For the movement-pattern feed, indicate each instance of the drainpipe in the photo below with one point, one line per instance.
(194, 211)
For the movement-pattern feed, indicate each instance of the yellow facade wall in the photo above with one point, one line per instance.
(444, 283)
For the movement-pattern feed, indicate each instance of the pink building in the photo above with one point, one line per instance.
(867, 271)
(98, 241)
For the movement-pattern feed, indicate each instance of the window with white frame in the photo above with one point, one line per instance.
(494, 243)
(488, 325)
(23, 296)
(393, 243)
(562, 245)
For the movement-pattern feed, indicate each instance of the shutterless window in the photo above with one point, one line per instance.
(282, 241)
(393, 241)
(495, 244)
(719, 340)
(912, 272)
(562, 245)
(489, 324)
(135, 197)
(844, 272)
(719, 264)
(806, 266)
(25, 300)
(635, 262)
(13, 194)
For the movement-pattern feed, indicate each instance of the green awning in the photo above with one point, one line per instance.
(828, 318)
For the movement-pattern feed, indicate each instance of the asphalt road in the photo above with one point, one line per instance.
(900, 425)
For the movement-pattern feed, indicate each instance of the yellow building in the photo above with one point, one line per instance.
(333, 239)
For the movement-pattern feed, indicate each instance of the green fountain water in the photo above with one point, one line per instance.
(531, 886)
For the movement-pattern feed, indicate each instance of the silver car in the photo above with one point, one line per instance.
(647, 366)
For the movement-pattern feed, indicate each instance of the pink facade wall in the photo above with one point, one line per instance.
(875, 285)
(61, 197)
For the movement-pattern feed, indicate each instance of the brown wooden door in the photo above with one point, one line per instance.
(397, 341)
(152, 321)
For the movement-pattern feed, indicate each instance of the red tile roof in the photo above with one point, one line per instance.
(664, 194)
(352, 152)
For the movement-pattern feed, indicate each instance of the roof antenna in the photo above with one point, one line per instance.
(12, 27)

════

#### What you are asked to do:
Update the records above by replacing "movement-pattern feed" with "street-scene feed" everywhere it occurs, and give every line again with nothing else changed.

#### The answer:
For the street-scene feed, indicate each instance of the drainpipe in the photo below with one point, one line per instance.
(194, 211)
For the street-scene feed, indicate each instance of the yellow facade wall in the photo above with one point, one line per instance.
(444, 283)
For the street-scene feed, indicate each instance of the pink building in the photo above with one point, one line per instance.
(867, 271)
(98, 241)
For the street-scene feed, indicate each instance of the window with white frame in the photo above with one point, one line per instance.
(494, 243)
(488, 325)
(23, 296)
(393, 243)
(562, 245)
For the street-scene feed, indicate each instance of the shutterless window in the photo above with one point, one line per instance.
(282, 241)
(393, 241)
(495, 244)
(719, 340)
(912, 272)
(562, 245)
(489, 324)
(135, 197)
(844, 272)
(719, 264)
(806, 266)
(25, 300)
(635, 262)
(13, 194)
For the street-scene feed, indicate each instance of the green awning in the photo above with one point, one line per instance.
(828, 318)
For the street-scene feed, indicate each instance of the asphalt road in the photo above with one point, one line per instance.
(900, 425)
For the street-scene feed, indicate each instance of the yellow building in the photo above with one point, one line per instance.
(333, 239)
For the street-scene feed, indicate each instance of the green fountain water in the photo above with one point, one line per instance.
(531, 886)
For the street-scene feed, indicate each instance of the silver car in the photo above with one point, one line per instance.
(647, 366)
For the street-scene feed, indicate each instance of the pink facade wall in the photo above with one point, one line per instance.
(875, 285)
(61, 197)
For the street-scene feed, indicate each instance of the brown wooden door in the photo above with one point, one line per instance.
(397, 341)
(152, 321)
For the street-scene feed, indicate each instance of the red tile roof in the photo above with one point, one line per instance.
(664, 194)
(352, 152)
For the street-scene feed, indicate each instance of the roof antenna in the photo above with one point, one line per instance.
(12, 27)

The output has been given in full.